__OBJECTIVE__: Write out each record below exactly as it appears, with no pictures.

__EXTRACTED RECORDS__:
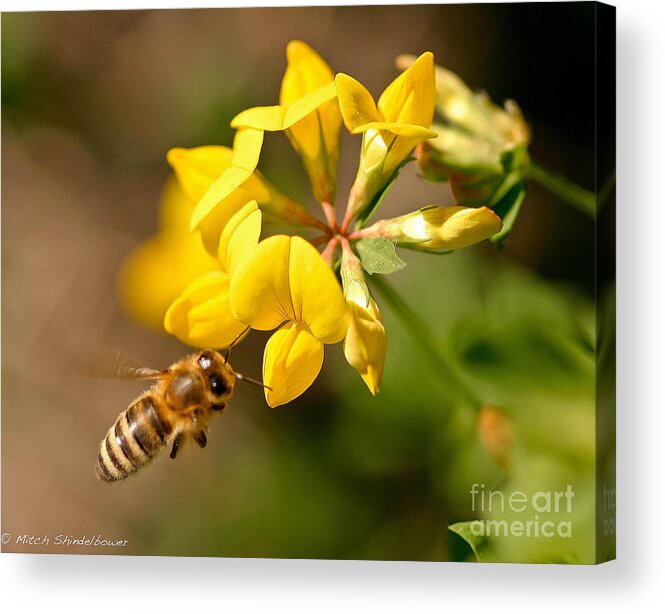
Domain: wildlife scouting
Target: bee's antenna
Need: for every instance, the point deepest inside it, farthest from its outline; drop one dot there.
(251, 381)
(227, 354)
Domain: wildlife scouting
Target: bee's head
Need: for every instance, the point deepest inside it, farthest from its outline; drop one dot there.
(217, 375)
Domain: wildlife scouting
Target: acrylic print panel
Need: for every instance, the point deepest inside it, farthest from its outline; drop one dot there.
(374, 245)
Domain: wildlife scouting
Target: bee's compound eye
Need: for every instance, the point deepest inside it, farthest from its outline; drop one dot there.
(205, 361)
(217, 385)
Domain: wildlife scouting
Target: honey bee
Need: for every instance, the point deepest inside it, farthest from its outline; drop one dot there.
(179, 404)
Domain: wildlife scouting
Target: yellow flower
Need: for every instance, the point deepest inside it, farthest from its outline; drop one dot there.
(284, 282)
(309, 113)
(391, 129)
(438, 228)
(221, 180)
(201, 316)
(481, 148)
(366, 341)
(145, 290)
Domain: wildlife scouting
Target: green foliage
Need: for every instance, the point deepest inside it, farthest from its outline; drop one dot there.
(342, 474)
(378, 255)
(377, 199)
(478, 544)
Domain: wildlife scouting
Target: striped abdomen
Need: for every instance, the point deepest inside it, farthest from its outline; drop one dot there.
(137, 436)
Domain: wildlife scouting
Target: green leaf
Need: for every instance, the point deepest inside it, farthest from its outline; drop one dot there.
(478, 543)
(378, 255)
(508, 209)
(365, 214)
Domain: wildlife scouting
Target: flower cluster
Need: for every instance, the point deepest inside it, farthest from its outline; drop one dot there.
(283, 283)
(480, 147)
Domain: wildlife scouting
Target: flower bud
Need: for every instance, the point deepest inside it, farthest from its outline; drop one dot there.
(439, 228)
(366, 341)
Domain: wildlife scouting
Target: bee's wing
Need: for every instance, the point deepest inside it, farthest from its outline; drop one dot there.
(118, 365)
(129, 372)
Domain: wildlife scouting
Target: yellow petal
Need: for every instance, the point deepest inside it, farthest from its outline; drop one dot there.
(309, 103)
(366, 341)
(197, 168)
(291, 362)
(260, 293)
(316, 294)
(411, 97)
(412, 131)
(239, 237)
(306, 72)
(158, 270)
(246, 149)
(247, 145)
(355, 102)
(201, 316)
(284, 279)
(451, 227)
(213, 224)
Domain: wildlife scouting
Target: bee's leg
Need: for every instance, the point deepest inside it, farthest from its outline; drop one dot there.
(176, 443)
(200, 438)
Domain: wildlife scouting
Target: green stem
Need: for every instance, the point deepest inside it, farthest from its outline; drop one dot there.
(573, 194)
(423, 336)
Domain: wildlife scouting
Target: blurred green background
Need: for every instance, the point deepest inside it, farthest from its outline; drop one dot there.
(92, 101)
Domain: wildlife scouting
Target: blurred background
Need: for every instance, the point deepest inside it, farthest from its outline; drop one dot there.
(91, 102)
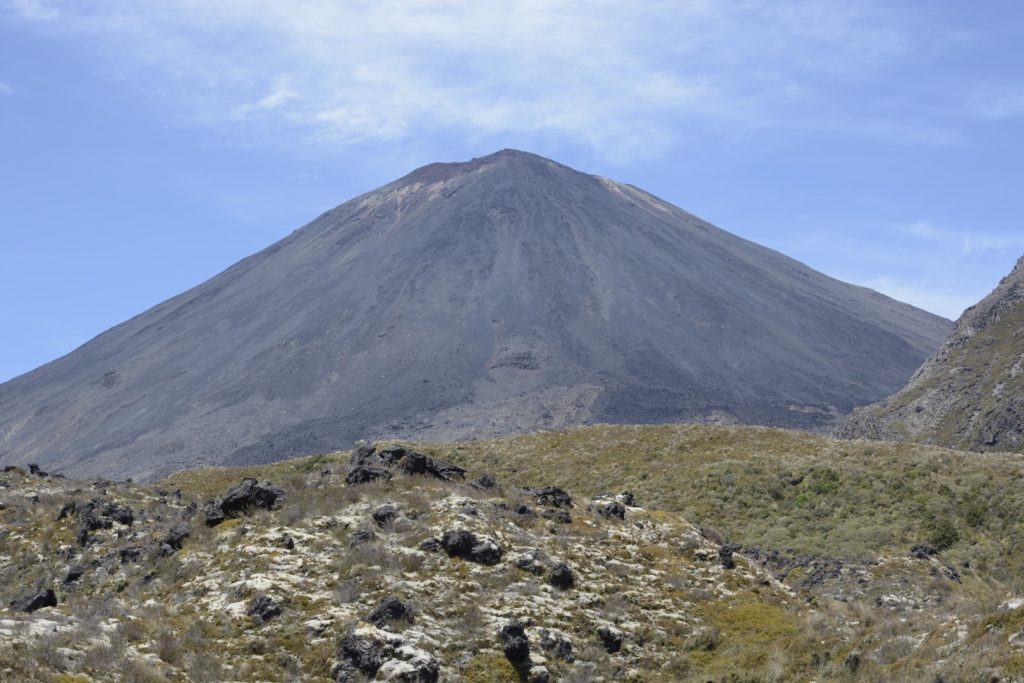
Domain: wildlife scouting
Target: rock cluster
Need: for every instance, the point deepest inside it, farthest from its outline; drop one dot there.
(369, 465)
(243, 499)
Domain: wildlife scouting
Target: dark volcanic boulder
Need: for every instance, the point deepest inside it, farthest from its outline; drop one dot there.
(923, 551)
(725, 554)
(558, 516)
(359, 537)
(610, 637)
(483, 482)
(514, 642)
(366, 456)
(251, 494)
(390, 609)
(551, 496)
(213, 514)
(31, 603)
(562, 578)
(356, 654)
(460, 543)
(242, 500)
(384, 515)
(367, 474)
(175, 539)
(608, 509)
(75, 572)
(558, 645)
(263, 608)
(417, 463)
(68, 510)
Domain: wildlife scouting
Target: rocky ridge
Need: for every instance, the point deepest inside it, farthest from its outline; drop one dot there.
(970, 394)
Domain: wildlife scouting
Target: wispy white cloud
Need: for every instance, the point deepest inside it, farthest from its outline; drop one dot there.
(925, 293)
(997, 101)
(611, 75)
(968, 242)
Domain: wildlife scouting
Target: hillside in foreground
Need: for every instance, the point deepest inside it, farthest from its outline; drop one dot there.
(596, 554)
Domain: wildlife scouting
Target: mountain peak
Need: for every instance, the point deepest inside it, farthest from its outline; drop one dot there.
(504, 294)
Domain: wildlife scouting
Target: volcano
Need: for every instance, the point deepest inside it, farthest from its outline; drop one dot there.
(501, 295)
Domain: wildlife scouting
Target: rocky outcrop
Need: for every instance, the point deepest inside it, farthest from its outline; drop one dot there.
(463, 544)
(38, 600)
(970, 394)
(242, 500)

__SOLUTION__:
Domain: wildlife scouting
Target: bee's antenna
Need: for every instance, the point deepest inside it, farthest from its outline; drop one dot there.
(251, 381)
(227, 354)
Domain: wildlife scouting
Target: bee's head
Need: for every instance, the point deepest inside it, farthest from its outline; drop one dot there.
(217, 375)
Domain: wildlife scouting
Target: acrylic print panel
Need: for every instance, the point deepest inside it, farthest from its outline; drop one dot there.
(374, 245)
Domain: wildlife scouting
Target: bee's compound eye
Need: for every instance, the point deepest inside it, farthest from its outline; drop one dot there.
(205, 361)
(217, 385)
Domain: wildlife scouting
Target: honey bee
Need: for every instance, the point deepest inside it, farthest from its outline; drop one dot there.
(179, 404)
Domain: wildlife scouting
Target: yellow flower
Need: for every instance, the point deepest inside it, farthest from its outline; drop one dot there.
(284, 282)
(309, 113)
(391, 129)
(438, 228)
(221, 180)
(201, 316)
(481, 148)
(366, 341)
(145, 290)
Domain: wildlife scouting
Target: green foliage
Need: for every instance, the point deepest inside it, farthest from its outline; drop one dot there.
(342, 474)
(378, 255)
(377, 199)
(478, 544)
Domain: wildlife scouting
Target: striped abdomen
Need: for every instance, the point deepest inside it, farthest from its outline; drop one dot there.
(137, 436)
Domain: wildlife scouting
Target: green leaf
Need: for every instance, the point deepest inside it, farthest from its outline; drop one dot there.
(478, 543)
(378, 255)
(508, 209)
(365, 214)
Domain: wildlife scouting
Target: flower cluster
Need: for every instance, the point deepest inside it, farthest from its outline; drop one dot there.
(283, 283)
(480, 147)
Domain: wildlife scouting
Target: flower bud
Need: for every instance, the point deepest inside it, farthest from its outline; drop one dot there.
(439, 228)
(366, 341)
Domain: wildlife scouting
Target: bee's wing
Need: for every instance, the point deepest inside it, farthest from its outline; drop one dot there.
(118, 365)
(129, 372)
Domain: wildlife scouting
Target: yellow petal
Need: for every instance, the point deepest inside it, farthest from its outline; drop one dot there.
(309, 103)
(366, 341)
(197, 168)
(291, 362)
(260, 293)
(316, 294)
(411, 97)
(412, 131)
(239, 237)
(306, 72)
(158, 270)
(246, 149)
(247, 145)
(355, 102)
(201, 316)
(284, 279)
(451, 227)
(213, 224)
Domain: wildlife scouting
Target: bee's leg
Need: for every instance, the point deepest inside it, farthest from its outline; drop one dot there.
(176, 443)
(200, 438)
Domain: wildlife scouting
Target: green stem
Need: for every instance, the point deepest inside it, farthest from its outline; drop one dot there.
(573, 194)
(423, 336)
Domain: wildlife scouting
Target: blurred green background
Need: for every instance, the point deepest inside it, farthest from its outline; drop one dot there.
(92, 101)
Domain: wildlife scouting
Target: blurred background
Need: for every instance, the point deepest inside it, farthest from its outline; drop one dot there.
(91, 102)
Domain: wildlife scouting
Target: rock cluster
Need: for every instance, the point deepest inside it, farthest from its outline; drop one dot there.
(369, 465)
(243, 499)
Domain: wildlife scouting
Target: dark volcanic boulder
Need: for every instance, the point deepest inside it, farthest from its outline; drop one dot there.
(923, 551)
(725, 554)
(558, 516)
(359, 537)
(610, 637)
(483, 482)
(514, 642)
(366, 456)
(251, 494)
(390, 609)
(551, 496)
(213, 514)
(31, 603)
(562, 578)
(356, 654)
(460, 543)
(242, 500)
(384, 515)
(367, 474)
(175, 539)
(608, 509)
(75, 572)
(558, 645)
(263, 608)
(417, 463)
(68, 510)
Domain: wildlife scouting
Target: rocky ridge
Need: for every instance, the point deepest inside it, farthest from its outline; drop one dot there.
(970, 394)
Domain: wildlife scouting
Target: wispy white cloud
Need: for every instance, the point deepest inside it, farthest from its outline; drop one dot there.
(925, 293)
(997, 101)
(611, 75)
(968, 242)
Domain: wildlife scouting
Target: hillside in foreground
Need: for every instance, the point deepest inside it, farthest from its outline; drop one dot there.
(596, 554)
Domain: wildlife scouting
Target: mountain peak
Need: for every instance, the point deepest inside it, farthest from its outline; drop one dot there.
(504, 294)
Domain: wildlife scouting
Target: volcano
Need: for every instance, the point deepest inside it, farthest from its outline; drop one dot there.
(501, 295)
Domain: wildlife scouting
Target: rocky outcrop
Need: for every instance, the point deepest inside it, farthest from its outline; drop one dot there.
(463, 544)
(38, 600)
(970, 394)
(242, 500)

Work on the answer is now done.